Task brief: Rename "one point per instance" to "a single point per instance" in the rows from the line with "task | point to each instance of the man's" up to and including the line with "[(560, 194)]". Give back only those lines, with everything else unchanged.

Information given:
>> Begin

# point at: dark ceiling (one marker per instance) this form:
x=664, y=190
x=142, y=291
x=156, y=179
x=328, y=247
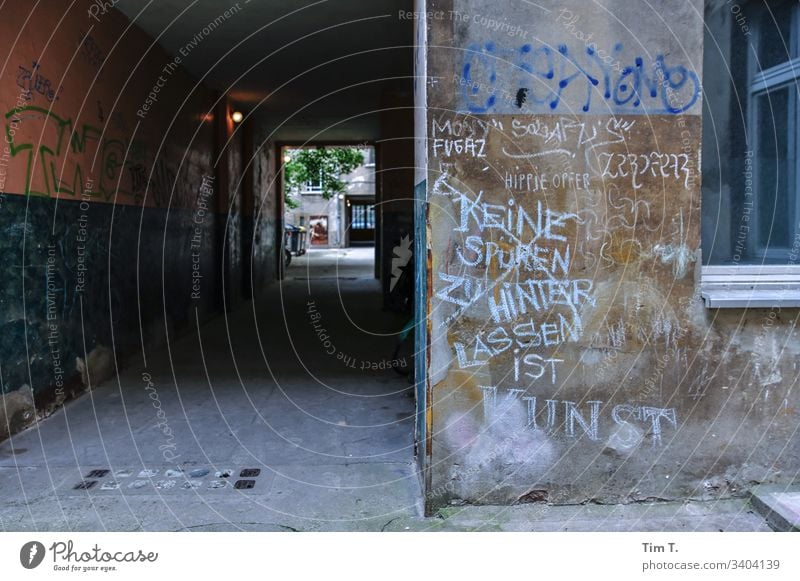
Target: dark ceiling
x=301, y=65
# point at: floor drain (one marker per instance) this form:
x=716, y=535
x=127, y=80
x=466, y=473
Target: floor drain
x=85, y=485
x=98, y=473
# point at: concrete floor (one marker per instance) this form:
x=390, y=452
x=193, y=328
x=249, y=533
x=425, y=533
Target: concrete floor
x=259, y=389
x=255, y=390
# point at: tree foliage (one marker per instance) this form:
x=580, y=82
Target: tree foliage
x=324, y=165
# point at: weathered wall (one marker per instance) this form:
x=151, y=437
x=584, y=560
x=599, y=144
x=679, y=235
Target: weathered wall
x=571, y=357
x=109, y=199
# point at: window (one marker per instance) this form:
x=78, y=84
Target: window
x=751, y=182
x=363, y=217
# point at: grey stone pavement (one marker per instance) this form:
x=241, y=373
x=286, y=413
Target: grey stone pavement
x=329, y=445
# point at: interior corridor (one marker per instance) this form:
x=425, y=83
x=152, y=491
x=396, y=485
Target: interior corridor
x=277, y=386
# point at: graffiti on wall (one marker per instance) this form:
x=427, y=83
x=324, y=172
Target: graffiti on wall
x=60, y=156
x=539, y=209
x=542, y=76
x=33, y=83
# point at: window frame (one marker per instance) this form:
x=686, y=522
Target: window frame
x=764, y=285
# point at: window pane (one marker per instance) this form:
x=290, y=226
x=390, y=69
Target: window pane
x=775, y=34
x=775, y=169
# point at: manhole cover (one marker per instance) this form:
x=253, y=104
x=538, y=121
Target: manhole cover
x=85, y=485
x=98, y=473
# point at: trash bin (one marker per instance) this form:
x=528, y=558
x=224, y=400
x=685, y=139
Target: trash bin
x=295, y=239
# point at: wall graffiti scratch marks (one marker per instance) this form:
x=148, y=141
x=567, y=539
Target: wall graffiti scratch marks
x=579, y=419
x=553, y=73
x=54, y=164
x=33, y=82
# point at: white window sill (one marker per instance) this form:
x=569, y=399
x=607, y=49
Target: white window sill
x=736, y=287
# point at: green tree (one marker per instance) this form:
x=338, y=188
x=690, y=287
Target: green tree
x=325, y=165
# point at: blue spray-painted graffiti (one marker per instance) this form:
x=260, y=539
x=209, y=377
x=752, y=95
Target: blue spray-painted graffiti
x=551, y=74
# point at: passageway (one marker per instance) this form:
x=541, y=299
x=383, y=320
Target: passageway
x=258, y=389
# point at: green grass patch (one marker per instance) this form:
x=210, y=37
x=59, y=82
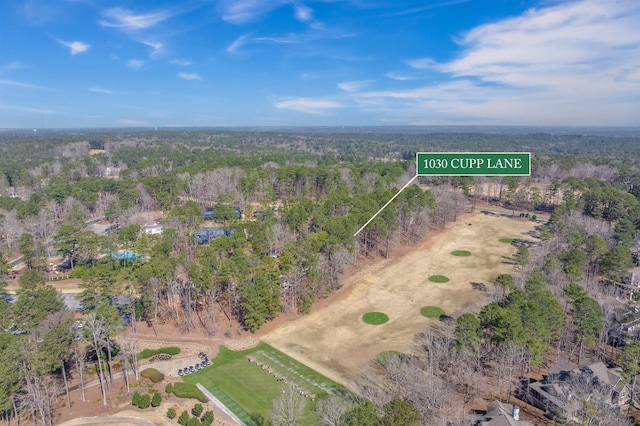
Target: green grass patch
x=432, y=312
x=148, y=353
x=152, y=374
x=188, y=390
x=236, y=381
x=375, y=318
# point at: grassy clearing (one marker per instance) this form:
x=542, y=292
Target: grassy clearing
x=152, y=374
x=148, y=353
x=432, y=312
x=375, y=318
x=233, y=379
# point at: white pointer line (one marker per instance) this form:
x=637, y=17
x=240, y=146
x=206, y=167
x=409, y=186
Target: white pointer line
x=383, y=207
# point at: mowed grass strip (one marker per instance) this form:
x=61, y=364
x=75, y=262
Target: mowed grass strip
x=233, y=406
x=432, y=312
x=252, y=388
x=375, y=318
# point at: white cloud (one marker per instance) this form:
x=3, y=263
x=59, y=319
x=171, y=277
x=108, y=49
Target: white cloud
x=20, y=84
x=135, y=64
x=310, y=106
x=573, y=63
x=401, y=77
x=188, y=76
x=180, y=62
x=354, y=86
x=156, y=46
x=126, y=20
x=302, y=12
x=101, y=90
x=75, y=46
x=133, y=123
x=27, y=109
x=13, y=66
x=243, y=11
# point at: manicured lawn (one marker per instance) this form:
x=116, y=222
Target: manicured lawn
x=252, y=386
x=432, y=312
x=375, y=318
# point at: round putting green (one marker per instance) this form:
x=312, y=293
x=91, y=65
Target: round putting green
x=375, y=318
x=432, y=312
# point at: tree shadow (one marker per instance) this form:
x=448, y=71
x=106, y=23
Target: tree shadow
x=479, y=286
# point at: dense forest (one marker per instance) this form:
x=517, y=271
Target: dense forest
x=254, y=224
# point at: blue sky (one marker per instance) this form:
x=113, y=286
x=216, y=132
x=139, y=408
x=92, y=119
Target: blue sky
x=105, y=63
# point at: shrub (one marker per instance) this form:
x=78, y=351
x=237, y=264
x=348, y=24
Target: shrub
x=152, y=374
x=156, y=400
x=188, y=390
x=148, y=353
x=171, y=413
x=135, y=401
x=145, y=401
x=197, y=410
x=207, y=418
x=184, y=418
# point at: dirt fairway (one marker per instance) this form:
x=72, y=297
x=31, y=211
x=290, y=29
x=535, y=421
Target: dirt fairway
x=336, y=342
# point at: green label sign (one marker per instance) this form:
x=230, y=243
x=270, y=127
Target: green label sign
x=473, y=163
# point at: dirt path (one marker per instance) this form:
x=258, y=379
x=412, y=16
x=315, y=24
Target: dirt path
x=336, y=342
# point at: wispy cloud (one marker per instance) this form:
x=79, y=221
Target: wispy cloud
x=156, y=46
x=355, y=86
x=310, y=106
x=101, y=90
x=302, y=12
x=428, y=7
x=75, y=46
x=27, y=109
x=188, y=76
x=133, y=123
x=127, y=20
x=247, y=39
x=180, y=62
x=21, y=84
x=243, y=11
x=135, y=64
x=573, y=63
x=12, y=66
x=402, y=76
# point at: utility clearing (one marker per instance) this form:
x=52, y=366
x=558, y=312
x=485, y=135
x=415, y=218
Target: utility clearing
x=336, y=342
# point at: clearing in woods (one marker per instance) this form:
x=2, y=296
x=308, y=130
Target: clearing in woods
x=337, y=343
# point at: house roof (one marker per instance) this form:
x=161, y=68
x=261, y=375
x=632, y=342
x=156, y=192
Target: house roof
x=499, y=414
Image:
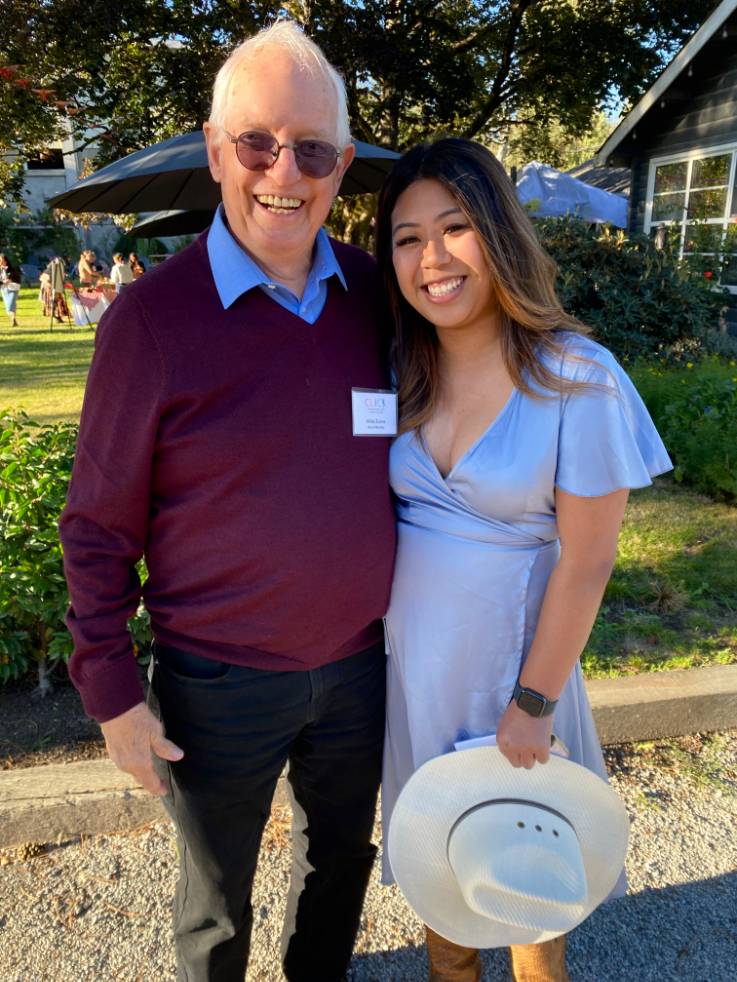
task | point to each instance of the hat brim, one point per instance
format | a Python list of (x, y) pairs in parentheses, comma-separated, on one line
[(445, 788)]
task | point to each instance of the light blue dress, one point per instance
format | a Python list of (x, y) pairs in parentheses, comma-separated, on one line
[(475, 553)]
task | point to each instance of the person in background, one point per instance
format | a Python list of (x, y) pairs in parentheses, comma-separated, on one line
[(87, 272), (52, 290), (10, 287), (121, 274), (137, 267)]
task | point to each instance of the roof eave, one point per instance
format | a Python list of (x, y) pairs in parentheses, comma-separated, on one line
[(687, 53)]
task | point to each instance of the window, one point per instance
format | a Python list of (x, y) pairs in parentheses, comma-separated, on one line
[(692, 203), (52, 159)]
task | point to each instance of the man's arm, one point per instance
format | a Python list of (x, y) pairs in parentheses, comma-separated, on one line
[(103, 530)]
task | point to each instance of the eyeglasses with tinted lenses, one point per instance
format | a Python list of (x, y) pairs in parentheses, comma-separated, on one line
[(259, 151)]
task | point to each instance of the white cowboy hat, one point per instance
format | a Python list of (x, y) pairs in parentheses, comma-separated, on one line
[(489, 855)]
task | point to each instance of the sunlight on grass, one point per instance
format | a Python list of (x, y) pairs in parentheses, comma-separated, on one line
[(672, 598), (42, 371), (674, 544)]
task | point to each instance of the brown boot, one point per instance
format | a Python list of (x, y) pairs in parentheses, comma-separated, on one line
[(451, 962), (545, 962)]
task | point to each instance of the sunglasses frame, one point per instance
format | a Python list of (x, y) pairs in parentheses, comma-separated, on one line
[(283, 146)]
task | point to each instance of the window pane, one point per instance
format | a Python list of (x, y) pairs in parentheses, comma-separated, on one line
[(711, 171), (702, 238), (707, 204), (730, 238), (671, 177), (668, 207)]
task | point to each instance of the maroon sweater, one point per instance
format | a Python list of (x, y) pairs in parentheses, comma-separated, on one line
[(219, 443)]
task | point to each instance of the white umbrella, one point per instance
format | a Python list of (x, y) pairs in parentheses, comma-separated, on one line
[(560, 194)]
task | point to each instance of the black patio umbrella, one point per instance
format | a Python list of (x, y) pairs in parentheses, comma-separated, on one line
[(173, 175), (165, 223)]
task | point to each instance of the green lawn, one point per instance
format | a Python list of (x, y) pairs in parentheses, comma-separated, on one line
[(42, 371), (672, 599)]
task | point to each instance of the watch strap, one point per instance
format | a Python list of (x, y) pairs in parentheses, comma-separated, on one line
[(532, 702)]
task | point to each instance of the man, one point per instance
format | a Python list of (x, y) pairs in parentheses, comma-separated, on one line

>> End

Result of the task:
task | point to each instance of the man's arm, a single point per instance
format | a Python list of (x, y) pairs in parentheses, comma-separated, on one line
[(103, 530)]
task | point to each instance of the eyeglasses with tinted lenses, a single point per instance
format | a Python list of (x, y) pairs in parentheses, comma-separated, on one line
[(259, 151)]
task | point to each instance of the white cowboy hat, a single point per instance
format | a Python list of (x, y) pairs in parentheses, comma-separated, on one line
[(489, 855)]
task | point to each instance of the sunlight on grass, a single point per instance
format | a Python list of (x, y) pairs in parentheses, comma-separated, on one line
[(672, 598), (42, 371), (674, 544)]
task | point to each instance of the brown boot, a single point per instance
format | a Python list of (x, y) pairs in parentheses, comma-separated, on one line
[(451, 962), (545, 962)]
task | point to each instance of the sunglasses frame, a single point per instance
format | a Python list of (x, y) pairs in parentheses, comma-separated, on one line
[(283, 146)]
task | point to each instance of the window pane, a single point per instance
format | a Python list of (x, y) pairs in parentheses, comma-separated, on one line
[(711, 171), (702, 238), (707, 204), (730, 238), (671, 177), (668, 207)]
task | point to each instance of the maroon sweater, a single point per instance
format | a Python list of (x, y) pairs in parentheses, comma-separated, on one line
[(219, 443)]
task | point to each instance of the white umbrella, a single point per instance
format | a Python list of (x, y) pairs in parentheses, comma-separated, on one line
[(560, 194)]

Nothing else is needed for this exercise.